---- Recorded information

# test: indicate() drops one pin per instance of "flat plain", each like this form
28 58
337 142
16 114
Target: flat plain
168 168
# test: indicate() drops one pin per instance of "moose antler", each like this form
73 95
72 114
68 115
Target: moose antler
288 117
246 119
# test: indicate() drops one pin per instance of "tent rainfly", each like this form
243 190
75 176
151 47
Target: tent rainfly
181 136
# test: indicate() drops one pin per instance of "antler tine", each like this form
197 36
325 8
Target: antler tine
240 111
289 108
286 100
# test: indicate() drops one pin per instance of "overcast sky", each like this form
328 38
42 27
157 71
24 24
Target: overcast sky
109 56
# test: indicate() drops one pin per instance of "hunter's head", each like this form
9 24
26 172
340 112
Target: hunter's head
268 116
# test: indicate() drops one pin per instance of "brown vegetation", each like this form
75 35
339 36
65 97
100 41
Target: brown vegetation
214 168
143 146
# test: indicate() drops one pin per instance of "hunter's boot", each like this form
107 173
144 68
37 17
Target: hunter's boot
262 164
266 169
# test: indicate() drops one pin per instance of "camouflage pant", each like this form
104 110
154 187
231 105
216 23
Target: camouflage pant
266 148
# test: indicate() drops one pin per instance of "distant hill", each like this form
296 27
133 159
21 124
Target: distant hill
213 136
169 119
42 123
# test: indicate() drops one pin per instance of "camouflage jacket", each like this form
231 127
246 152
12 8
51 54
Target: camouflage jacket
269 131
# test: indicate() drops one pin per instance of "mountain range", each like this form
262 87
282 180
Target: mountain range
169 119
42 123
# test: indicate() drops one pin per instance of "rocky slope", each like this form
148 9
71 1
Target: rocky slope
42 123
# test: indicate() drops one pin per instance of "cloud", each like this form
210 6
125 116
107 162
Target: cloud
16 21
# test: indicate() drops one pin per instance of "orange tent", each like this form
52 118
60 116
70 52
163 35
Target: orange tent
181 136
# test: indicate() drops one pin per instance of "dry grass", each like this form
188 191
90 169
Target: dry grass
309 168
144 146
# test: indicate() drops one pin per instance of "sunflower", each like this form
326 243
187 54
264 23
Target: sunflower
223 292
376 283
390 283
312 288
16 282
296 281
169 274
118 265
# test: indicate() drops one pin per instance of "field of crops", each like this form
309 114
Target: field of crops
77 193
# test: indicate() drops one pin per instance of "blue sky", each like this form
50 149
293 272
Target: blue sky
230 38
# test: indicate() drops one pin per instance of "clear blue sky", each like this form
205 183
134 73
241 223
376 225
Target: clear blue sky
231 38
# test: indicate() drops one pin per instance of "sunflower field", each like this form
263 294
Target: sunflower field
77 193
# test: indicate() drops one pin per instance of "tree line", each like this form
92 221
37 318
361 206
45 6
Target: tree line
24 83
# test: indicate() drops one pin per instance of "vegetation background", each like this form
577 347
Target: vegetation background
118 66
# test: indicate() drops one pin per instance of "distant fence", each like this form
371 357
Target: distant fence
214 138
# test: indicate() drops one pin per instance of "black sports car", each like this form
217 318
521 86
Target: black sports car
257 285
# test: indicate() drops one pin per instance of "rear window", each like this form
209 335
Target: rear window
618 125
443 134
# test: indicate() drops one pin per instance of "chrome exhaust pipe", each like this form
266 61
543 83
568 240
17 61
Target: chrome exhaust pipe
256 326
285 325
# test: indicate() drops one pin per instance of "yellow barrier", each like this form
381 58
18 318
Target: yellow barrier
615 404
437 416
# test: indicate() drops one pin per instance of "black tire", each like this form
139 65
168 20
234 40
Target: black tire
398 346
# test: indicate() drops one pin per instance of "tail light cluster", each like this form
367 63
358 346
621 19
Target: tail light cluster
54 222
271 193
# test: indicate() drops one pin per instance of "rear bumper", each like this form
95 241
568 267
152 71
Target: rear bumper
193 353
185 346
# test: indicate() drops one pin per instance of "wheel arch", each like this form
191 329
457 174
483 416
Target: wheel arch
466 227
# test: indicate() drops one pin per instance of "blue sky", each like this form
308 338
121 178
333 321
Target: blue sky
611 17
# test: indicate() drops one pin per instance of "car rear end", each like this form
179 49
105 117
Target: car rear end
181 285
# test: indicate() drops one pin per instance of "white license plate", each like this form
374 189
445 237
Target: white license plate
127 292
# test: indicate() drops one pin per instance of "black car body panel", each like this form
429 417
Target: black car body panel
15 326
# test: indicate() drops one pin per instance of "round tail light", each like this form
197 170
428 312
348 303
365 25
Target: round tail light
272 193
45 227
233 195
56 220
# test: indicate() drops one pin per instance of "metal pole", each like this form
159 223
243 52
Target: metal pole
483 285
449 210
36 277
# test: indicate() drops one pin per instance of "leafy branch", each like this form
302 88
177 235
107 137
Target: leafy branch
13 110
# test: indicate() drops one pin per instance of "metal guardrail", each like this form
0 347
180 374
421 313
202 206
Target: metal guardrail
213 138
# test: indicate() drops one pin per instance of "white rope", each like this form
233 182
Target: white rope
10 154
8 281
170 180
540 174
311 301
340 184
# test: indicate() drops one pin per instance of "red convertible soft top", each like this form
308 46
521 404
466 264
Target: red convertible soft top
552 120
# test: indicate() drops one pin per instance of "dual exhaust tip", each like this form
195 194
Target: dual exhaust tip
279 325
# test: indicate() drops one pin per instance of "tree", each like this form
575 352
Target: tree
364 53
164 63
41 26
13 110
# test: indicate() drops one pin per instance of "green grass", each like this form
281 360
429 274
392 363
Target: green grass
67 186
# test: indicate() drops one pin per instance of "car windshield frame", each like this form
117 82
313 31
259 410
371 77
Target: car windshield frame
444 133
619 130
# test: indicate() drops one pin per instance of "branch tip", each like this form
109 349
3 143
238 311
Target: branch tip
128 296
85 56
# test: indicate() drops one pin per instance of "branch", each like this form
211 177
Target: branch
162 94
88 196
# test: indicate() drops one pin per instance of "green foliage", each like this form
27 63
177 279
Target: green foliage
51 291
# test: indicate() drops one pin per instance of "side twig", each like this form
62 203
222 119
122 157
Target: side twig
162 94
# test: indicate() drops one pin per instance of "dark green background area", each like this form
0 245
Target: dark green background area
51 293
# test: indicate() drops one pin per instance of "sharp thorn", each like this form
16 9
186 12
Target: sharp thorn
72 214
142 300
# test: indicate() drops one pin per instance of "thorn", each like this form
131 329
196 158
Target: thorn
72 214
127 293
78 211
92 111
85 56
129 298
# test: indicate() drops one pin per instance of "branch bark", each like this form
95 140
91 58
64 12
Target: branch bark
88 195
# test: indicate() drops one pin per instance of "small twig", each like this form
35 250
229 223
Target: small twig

--------

Every line above should be written out again exactly as it stands.

# test: indicate() drops one pin per instance of "flat plain", each like this form
28 58
337 142
16 114
Target: flat plain
168 168
# test: indicate() drops one pin per instance of "moose antler", each like this form
73 95
72 114
68 115
Target: moose antler
288 117
246 119
# test: indicate() drops one pin per instance of "tent rainfly", each like this form
243 190
75 176
151 47
Target: tent rainfly
181 136
# test: indicate() drops one pin per instance of "antler tine", each like this form
197 36
325 8
Target: antler tine
240 111
289 108
286 100
# test: indicate() drops one pin per instance of "overcast sky", each like this form
328 38
42 27
157 71
24 24
Target: overcast sky
109 56
# test: indicate() drops one pin per instance of "hunter's head", each like this form
9 24
26 172
340 112
Target: hunter's head
268 116
# test: indicate() drops one pin per instance of "brown vegetation", each like this form
75 35
339 36
65 97
100 41
Target: brown vegetation
214 168
143 146
# test: indicate() drops one pin per instance of "hunter's boot", each like this form
107 173
144 68
37 17
Target: hunter's boot
262 164
266 169
# test: indicate() drops one pin per instance of "camouflage pant", each like this form
104 110
154 187
231 105
216 23
Target: camouflage pant
266 148
# test: indicate() drops one pin per instance of "distant hill", each like this form
296 27
133 159
21 124
Target: distant hill
213 136
169 119
42 123
# test: indicate() drops one pin per instance of "camouflage jacket", each like this form
231 127
246 152
12 8
51 54
Target: camouflage jacket
269 131
# test: indicate() drops one pin per instance of "mountain range", each like this form
262 87
282 180
Target: mountain range
169 119
42 123
# test: indicate() drops one pin per instance of "rocky slope", each like this form
148 9
71 1
Target: rocky slope
42 123
# test: indicate() drops one pin per instance of "cloud", each like this form
210 6
125 116
107 162
Target: cloud
16 21
# test: indicate() drops one pin per instance of "orange tent", each like this form
52 118
60 116
70 52
163 35
Target: orange tent
181 136
# test: indicate() drops one pin per instance of "dry grass", each like this form
188 191
90 169
Target: dry grass
309 168
144 146
# test: indicate() drops one pin per instance of "sunflower", each like this form
326 243
187 54
264 23
Target: sunflower
223 292
376 283
390 283
312 288
16 282
296 281
169 274
118 265
# test: indicate() drops one pin per instance of "field of crops", each like this form
309 114
Target: field of crops
77 193
# test: indicate() drops one pin per instance of "blue sky", each like this form
50 149
293 272
Target: blue sky
230 38
# test: indicate() drops one pin per instance of "clear blue sky", each like this form
205 183
134 73
241 223
376 225
Target: clear blue sky
231 38
# test: indicate() drops one pin per instance of "sunflower field", each like this form
263 294
Target: sunflower field
77 193
# test: indicate() drops one pin per instance of "tree line", each like this form
92 221
37 318
361 206
45 6
Target: tree line
24 83
# test: indicate() drops one pin per instance of "vegetation background", each like this form
577 347
Target: vegetation background
118 66
# test: indicate() drops one pin per instance of "distant fence", each like this form
371 357
Target: distant fence
214 138
# test: indicate() drops one pin per instance of "black sports car", each like this form
217 318
521 86
Target: black sports car
257 285
# test: indicate() drops one pin per instance of "rear window", each like this form
209 335
Target: rear window
618 125
443 134
# test: indicate() drops one pin per instance of "chrome exhaust pipe", each like this form
266 61
543 83
568 240
17 61
Target: chrome exhaust pipe
256 326
285 325
# test: indicate() drops one pin per instance of "yellow barrier", each like this form
381 58
18 318
Target: yellow barrier
615 404
437 416
# test: indicate() drops one pin per instance of "black tire", each like this form
139 65
168 20
234 40
Target: black tire
398 346
# test: indicate() drops one pin per instance of "tail light cluster", each like this form
367 63
358 346
621 19
Target: tail light cluster
54 222
271 193
# test: indicate() drops one pin per instance of "rear bumper", each like this form
95 241
568 267
152 71
Target: rear bumper
193 353
185 346
# test: indicate() drops one pin per instance of "wheel arch", each like this form
191 329
457 174
483 416
Target: wheel arch
466 227
# test: indicate() drops one pin per instance of "blue sky", each like this form
308 338
121 178
333 321
Target: blue sky
611 17
# test: indicate() drops one pin per instance of "car rear end", each like this form
179 49
105 117
Target: car rear end
181 285
# test: indicate() drops one pin per instance of "white license plate", each like this form
374 189
445 237
Target: white license plate
127 292
# test: indicate() drops one pin per instance of "black car body panel", each like this form
429 417
Target: black car body panel
15 326
# test: indicate() drops one pin per instance of "round tail light", each like this form
197 170
428 312
348 303
365 25
Target: round tail light
272 193
45 227
233 195
56 220
# test: indicate() drops one pin per instance of "metal pole", each like this form
159 223
243 52
Target: metal pole
483 285
449 210
36 277
# test: indicate() drops one pin per instance of "leafy branch", each like this form
302 88
177 235
107 137
Target: leafy branch
13 110
# test: indicate() drops one pin per instance of "metal guardrail", each like this form
0 347
180 374
421 313
202 206
Target: metal guardrail
213 138
# test: indicate() drops one pin per instance of "white rope", each like this form
233 182
Target: white rope
10 154
8 281
170 180
540 174
311 301
340 184
# test: indicate() drops one pin per instance of "red convertible soft top", each like this form
308 46
521 404
466 264
Target: red convertible soft top
552 120
# test: indicate() drops one pin per instance of "dual exhaust tip", each like this form
195 194
Target: dual exhaust tip
279 325
# test: indicate() drops one pin per instance of "tree", each like this form
575 352
Target: tree
364 53
164 63
41 26
13 110
# test: indicate() drops one pin per instance of "green grass", each like this form
281 360
429 274
392 363
Target: green grass
67 186
# test: indicate() drops one pin per instance of "car windshield frame", each like this form
117 82
313 31
259 410
371 77
Target: car windshield frame
444 133
619 130
# test: indicate() drops one pin per instance of "branch tip", each like this form
109 349
3 143
238 311
Target: branch tip
128 296
85 56
# test: indicate() drops one pin per instance of "branch", each like this form
211 177
Target: branch
162 94
88 196
# test: indicate() drops one pin per instance of "green foliage", each like this form
27 63
177 279
Target: green foliage
51 291
# test: indicate() drops one pin per instance of "side twig", each like this form
62 203
222 119
122 157
Target: side twig
162 94
# test: indicate() drops one pin per instance of "dark green background area", each like this form
0 245
Target: dark green background area
51 293
# test: indicate() drops one pin per instance of "sharp thorn", each like this form
16 9
186 12
Target: sharp thorn
72 214
142 300
# test: indicate() drops one pin per instance of "thorn", each like this form
131 329
196 158
Target: thorn
72 214
127 293
78 211
92 111
85 56
129 298
# test: indicate() drops one pin per instance of "branch bark", each like this form
95 140
91 58
64 12
Target: branch bark
88 195
# test: indicate() drops one pin per instance of "small twig", each like this form
35 250
229 223
Target: small twig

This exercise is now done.